● Provided text:
*** Block opens ***

At the time I was also deep in research, again, into real life mystical and esoteric practices, both faith-based and faithless. There is a chance that, subconsciously, I began to take the research to heart. I’m sure a growing knowledge and curiosity regarding the mystic and esoteric gave my episodes more flavor, a certain genre in-line with my daily thoughts and interests; but of course my research didn’t cause these hallucinations. My research did, however, provide some steps I could take to combat my perceived foes. In some ways, I’m thankful for that. Searching for things to do inside my research bought time and gave me a sense of momentum…and I think, maybe, those two things were all I needed.
“IT WAS ALL A DREAM.”
Within days of my dive into practical esoterism, the episodes stopped. I never followed through with any of the steps I planned to take in fighting off my shadow nemesis because, frankly, I never needed to. The dream-visions weren’t visions, they were just very vivid dreams…the kind you sometimes get when you don’t sleep much and/or have a lifelong history of vivid nightmares. The German-speaking possession-shade never returned because he never existed in the first place. And it didn’t really speak German, either. Just something my brain thought sounded like it.

*** Block closes ***

● Work required: Reproduce word for word everything in the account of the hallucinations from "At the time" down to "all I needed.".

● Data extract:

*** Block opens ***

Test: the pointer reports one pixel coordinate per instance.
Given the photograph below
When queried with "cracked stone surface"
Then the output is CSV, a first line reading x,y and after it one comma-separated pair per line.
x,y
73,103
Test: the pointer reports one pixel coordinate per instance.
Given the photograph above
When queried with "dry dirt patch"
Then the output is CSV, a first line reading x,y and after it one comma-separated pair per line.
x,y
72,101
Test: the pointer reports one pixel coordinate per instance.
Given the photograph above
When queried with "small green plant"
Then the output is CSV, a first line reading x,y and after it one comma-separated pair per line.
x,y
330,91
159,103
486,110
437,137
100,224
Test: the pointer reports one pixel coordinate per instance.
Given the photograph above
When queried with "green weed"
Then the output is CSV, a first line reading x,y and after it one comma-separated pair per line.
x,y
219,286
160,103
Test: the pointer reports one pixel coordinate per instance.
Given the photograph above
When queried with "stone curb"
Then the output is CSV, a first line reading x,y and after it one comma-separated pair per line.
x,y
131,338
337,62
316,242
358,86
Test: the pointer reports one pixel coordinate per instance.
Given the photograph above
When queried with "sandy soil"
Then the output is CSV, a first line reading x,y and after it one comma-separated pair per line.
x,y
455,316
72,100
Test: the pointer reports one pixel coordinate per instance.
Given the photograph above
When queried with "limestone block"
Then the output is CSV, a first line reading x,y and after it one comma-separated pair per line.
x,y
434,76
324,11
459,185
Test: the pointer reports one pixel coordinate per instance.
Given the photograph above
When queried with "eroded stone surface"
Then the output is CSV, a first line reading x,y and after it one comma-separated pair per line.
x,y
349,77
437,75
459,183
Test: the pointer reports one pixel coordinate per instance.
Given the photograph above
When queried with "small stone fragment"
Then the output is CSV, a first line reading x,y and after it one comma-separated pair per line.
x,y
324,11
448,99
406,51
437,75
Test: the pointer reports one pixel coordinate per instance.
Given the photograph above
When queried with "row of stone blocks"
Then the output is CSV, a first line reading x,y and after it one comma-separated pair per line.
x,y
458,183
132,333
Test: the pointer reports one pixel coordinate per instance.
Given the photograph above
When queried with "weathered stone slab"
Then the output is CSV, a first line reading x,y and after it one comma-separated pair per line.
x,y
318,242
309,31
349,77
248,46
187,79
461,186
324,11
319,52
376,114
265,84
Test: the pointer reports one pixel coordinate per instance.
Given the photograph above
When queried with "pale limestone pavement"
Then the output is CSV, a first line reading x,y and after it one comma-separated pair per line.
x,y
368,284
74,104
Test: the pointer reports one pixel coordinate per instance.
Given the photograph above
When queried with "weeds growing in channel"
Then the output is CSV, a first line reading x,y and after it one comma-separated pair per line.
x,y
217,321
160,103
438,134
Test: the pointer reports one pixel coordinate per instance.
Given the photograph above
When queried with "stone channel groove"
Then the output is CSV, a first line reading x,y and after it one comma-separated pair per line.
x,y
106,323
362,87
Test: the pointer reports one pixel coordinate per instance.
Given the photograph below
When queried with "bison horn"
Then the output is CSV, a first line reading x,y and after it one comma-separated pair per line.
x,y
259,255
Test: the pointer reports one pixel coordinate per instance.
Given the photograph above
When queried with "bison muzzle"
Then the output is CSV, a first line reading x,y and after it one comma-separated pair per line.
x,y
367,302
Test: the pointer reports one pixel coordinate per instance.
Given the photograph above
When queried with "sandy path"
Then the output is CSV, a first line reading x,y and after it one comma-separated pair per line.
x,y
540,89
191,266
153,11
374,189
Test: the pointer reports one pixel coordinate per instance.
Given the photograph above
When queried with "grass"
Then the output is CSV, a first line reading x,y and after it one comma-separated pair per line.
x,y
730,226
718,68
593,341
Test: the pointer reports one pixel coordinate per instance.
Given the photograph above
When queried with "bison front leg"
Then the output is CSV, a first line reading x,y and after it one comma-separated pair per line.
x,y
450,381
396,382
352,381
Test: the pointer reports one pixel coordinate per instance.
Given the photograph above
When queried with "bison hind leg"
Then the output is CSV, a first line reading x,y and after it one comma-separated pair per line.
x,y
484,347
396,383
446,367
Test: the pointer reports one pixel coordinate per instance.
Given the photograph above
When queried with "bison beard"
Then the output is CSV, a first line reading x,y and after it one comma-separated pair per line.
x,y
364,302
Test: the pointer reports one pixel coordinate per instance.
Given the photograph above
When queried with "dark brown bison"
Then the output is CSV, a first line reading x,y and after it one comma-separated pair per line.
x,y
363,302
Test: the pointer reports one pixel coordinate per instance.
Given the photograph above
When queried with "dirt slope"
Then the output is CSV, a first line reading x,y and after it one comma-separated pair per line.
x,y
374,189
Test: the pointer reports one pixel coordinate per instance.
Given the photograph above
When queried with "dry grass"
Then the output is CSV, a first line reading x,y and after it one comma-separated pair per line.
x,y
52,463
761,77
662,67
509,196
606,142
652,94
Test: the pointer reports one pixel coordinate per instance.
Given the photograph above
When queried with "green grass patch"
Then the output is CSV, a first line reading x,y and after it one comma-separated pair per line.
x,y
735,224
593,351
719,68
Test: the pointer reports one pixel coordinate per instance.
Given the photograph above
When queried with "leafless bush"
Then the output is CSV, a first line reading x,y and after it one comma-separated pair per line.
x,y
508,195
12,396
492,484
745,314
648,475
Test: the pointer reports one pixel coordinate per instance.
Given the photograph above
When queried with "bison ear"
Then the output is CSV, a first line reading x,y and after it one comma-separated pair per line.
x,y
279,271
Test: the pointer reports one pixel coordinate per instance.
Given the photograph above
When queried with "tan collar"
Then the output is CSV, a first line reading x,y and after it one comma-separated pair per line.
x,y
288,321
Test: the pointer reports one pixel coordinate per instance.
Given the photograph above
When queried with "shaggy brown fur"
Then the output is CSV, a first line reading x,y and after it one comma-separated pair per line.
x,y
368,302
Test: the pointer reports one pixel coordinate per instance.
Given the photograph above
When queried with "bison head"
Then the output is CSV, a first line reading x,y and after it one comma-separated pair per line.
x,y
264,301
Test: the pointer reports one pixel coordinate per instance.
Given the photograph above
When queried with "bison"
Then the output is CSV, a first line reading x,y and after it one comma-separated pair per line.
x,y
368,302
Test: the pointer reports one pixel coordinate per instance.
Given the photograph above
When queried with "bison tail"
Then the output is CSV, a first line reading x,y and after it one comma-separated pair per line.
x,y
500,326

*** Block closes ***

● Output of the exercise:
At the time I was also deep in research, again, into real life mystical and esoteric practices, both faith-based and faithless. There is a chance that, subconsciously, I began to take the research to heart. I’m sure a growing knowledge and curiosity regarding the mystic and esoteric gave my episodes more flavor, a certain genre in-line with my daily thoughts and interests; but of course my research didn’t cause these hallucinations. My research did, however, provide some steps I could take to combat my perceived foes. In some ways, I’m thankful for that. Searching for things to do inside my research bought time and gave me a sense of momentum…and I think, maybe, those two things were all I needed.